**CONSIGNES**
- 1) D'après l'article sur l'intelligence artificielle et les critères ESG, quelle part de leurs profits les entreprises non préparées risquent-elles de perdre d'ici 2050 en cas d'inaction climatique ?
- 2) Rédigez la suite de l'article sur l'intelligence artificielle et les critères ESG, en reprenant juste après sa dernière phrase.

De 5 à 25 % de pertes de profits d’ici 2050. En cas d’inaction climatique, c’est ce qui attend les entreprises non préparées, selon une étude du Forum économique mondial et du Boston Consulting Group (BCG). Des conséquences financières concrètes qui poussent les investisseurs à prendre davantage en compte le score environnemental, social et de gouvernance (ESG) des entreprises. Et pour optimiser ses prises de décisions, le secteur financier se tourne vers un outil en plein essor : l’intelligence artificielle.
"Pour modéliser les risques ESG, on peut utiliser l’analyse prédictive", explique à ID Caroline Gans Combe, professeure associée à l’INSEEC. "Ce sont des algorithmes qui vont regarder les tendances historiques, et qui vont se servir de cet entraînement pour prédire des risques ESG émergents. Et ce, avant que ces risques impactent les performances des entreprises". Un procédé qui n’est pas nouveau, selon Matthieu Silva Santos, directeur de l’offre et de l’ISR chez Goodvest, une plateforme d’investissement responsable : "aujourd’hui, on sait modéliser les risques à la main, mais l’IA va permettre un gain de productivité très important, et donc réduire les coûts pour les investisseurs. Cela va accroître la compétitivité des solutions ESG".
Une meilleure détection du greenwashing et des controverses
Même constat pour Yannick Chaze, co-fondateur de l’entreprise Sweep, une plateforme de gestion des données ESG qui aide les entreprises à atteindre leurs objectifs de durabilité et qui a développé son propre outil d’intelligence artificielle. "L’IA va permettre de mettre en évidence des informations comme, par exemple, la dégradation du bilan carbone d’une entreprise au fil des années, alors même que sa croissance est stable. Cela peut informer les investisseurs sur leur pilotage". C’est ce que démontre également une étude parue dans l’International Journal of Science and Research Archive. Pour les auteurs, grâce à l’IA qui "surveille continuellement les critères ESG, […] les investisseurs peuvent gérer les risques de manière proactive et saisir les opportunités pour améliorer leurs performances sur le long terme".
L’IA peut anticiper les controverses, elle peut en mesurer la gravité et elle peut même évaluer comment le public va réagir par rapport à ces controverses : c’est l’analyse des sentiments"

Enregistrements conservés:
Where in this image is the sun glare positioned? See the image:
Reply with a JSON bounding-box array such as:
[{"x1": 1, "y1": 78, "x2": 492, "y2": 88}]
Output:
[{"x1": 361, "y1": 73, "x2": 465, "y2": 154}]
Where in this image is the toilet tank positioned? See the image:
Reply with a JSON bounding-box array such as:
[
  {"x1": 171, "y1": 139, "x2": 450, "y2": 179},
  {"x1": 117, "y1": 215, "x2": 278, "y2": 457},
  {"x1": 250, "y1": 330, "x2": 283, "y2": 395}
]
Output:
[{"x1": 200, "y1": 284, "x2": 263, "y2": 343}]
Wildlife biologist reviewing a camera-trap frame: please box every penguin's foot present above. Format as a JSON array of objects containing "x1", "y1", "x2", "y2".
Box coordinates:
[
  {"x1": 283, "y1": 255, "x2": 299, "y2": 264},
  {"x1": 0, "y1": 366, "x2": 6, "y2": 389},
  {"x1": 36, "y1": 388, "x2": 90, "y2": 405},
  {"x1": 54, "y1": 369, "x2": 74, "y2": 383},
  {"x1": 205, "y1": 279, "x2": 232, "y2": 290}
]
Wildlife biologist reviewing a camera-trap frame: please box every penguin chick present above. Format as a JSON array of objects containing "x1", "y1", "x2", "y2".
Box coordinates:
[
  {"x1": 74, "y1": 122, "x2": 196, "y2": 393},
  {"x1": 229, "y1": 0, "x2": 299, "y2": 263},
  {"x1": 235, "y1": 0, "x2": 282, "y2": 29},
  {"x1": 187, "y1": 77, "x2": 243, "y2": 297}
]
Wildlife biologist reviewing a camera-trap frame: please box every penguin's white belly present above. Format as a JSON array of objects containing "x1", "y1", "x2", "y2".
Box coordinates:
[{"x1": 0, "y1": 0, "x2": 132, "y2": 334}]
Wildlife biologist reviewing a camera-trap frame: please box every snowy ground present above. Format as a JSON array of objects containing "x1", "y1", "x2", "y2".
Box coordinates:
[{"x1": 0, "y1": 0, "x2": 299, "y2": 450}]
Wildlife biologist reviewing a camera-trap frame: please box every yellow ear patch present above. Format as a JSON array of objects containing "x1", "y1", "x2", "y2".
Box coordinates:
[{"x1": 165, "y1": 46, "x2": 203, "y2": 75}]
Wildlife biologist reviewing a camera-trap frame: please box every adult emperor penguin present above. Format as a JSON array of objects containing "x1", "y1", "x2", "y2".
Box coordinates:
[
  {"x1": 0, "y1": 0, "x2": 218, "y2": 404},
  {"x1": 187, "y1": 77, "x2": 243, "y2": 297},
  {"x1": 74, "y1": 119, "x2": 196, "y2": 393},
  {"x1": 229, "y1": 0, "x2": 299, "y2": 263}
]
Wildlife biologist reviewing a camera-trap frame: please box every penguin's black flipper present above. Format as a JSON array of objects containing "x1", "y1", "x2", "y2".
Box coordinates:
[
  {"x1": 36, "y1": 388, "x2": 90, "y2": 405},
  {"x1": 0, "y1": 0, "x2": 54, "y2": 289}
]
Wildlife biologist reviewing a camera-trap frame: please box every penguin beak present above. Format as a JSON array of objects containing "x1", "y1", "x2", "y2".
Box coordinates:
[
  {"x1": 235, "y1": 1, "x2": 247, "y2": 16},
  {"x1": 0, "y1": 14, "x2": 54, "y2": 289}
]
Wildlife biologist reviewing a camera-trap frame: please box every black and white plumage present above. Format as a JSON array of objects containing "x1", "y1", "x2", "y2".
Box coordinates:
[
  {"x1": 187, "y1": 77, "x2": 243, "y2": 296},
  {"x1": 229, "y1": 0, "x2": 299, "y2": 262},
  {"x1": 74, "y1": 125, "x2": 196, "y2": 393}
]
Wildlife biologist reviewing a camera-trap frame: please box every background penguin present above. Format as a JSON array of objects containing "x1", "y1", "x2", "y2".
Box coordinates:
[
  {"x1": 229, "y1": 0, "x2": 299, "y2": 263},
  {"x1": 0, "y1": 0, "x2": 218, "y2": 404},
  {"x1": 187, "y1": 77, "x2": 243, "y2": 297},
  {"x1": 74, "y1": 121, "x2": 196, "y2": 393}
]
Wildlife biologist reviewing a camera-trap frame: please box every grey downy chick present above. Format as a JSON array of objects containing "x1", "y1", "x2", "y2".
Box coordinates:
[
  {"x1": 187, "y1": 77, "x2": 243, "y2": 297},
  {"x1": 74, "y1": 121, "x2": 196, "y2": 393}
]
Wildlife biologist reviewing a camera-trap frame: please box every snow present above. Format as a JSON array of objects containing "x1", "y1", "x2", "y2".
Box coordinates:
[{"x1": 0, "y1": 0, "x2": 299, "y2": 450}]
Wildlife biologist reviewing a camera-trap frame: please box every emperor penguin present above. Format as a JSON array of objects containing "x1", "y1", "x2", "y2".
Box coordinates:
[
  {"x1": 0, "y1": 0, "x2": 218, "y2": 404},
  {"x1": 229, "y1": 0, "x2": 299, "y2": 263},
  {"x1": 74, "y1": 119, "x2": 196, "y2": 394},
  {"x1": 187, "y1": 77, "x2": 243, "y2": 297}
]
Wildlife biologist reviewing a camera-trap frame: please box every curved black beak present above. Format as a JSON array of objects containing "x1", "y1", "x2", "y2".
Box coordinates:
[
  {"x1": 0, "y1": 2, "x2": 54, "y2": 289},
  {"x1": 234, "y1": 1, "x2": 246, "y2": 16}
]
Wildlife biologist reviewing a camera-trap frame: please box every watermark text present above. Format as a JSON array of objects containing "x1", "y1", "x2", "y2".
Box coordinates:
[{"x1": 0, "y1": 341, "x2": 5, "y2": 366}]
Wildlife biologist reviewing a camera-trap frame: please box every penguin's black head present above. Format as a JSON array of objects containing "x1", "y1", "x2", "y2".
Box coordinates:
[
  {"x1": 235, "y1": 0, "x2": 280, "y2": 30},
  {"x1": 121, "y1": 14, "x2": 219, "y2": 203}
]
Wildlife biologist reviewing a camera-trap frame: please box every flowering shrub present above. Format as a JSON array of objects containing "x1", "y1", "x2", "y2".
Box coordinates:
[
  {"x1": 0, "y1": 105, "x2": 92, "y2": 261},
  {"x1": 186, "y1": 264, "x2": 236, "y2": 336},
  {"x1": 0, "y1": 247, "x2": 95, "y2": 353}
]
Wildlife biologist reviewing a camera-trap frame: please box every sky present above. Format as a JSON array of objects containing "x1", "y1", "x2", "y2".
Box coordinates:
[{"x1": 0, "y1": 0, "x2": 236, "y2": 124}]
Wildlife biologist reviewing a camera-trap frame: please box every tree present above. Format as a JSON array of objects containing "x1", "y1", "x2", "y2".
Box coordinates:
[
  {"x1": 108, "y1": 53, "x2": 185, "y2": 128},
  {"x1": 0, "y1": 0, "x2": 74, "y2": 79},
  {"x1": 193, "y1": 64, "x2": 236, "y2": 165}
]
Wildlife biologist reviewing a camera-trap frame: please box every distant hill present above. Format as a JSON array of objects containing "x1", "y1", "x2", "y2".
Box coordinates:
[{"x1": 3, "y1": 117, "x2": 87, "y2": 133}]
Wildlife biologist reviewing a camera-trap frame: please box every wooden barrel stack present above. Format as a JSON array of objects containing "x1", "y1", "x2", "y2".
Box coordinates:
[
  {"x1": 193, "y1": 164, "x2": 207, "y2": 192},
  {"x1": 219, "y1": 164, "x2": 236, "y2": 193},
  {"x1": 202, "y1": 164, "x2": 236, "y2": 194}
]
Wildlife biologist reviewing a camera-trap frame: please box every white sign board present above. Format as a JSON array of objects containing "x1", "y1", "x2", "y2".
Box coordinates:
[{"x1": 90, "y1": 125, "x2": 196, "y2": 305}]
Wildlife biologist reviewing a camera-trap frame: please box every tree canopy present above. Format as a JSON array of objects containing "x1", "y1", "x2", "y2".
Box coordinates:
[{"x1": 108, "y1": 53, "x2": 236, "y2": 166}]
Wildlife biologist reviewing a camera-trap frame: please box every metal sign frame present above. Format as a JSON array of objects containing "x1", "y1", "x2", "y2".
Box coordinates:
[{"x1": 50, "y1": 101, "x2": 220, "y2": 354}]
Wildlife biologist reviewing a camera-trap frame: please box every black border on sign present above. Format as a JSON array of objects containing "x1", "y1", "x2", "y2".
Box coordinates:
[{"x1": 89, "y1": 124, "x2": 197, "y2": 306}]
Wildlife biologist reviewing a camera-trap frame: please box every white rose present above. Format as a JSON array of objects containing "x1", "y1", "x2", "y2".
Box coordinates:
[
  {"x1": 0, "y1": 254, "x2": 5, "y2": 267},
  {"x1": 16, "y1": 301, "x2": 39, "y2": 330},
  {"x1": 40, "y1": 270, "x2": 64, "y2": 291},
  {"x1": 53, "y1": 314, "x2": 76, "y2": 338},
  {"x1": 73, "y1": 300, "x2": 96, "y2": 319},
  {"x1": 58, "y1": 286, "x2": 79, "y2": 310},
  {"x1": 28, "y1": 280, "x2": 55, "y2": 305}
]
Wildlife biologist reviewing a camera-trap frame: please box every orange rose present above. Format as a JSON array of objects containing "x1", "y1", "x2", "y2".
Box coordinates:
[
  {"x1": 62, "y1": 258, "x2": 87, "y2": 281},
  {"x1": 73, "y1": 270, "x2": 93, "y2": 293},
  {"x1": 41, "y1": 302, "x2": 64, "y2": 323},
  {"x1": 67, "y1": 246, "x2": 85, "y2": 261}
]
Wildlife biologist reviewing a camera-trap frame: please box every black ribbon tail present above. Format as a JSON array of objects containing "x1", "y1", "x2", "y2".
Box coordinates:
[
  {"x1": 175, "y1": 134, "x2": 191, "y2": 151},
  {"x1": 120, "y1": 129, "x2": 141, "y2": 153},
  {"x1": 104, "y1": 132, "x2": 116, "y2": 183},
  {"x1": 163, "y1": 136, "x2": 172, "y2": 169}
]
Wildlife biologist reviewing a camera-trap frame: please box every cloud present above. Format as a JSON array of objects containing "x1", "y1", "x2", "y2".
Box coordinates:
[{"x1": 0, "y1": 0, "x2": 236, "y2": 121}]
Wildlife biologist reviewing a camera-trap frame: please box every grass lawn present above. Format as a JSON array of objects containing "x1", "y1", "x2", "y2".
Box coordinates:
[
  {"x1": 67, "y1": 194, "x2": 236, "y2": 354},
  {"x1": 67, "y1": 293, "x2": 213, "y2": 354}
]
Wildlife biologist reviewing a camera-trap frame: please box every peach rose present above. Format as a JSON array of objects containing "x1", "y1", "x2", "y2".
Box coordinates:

**RÉPONSES**
- 1) De 5 à 25 % de leurs profits.

- 2)
C’est aussi en termes de détection du greenwashing que l’IA peut s’avérer utile. Et là encore, son principal avantage, c’est le gain de temps qu’elle offre. Les algorithmes peuvent, de manière automatisée, travailler sur de l’analyse sémantique, sur la détection des anomalies, et vérifier les allégations des entreprises. "Les algorithmes vont regarder les déclarations ESG et les données disponibles pour voir s’il y a des allégations qui sont annoncées et qui ne sont pas vérifiées", précise Caroline Gans Combe. Pour Matthieu Silva Santos, en analysant en temps réel des milliers de données, l’IA va permettre "des gains importants en termes de transparence et de durabilité des investissements".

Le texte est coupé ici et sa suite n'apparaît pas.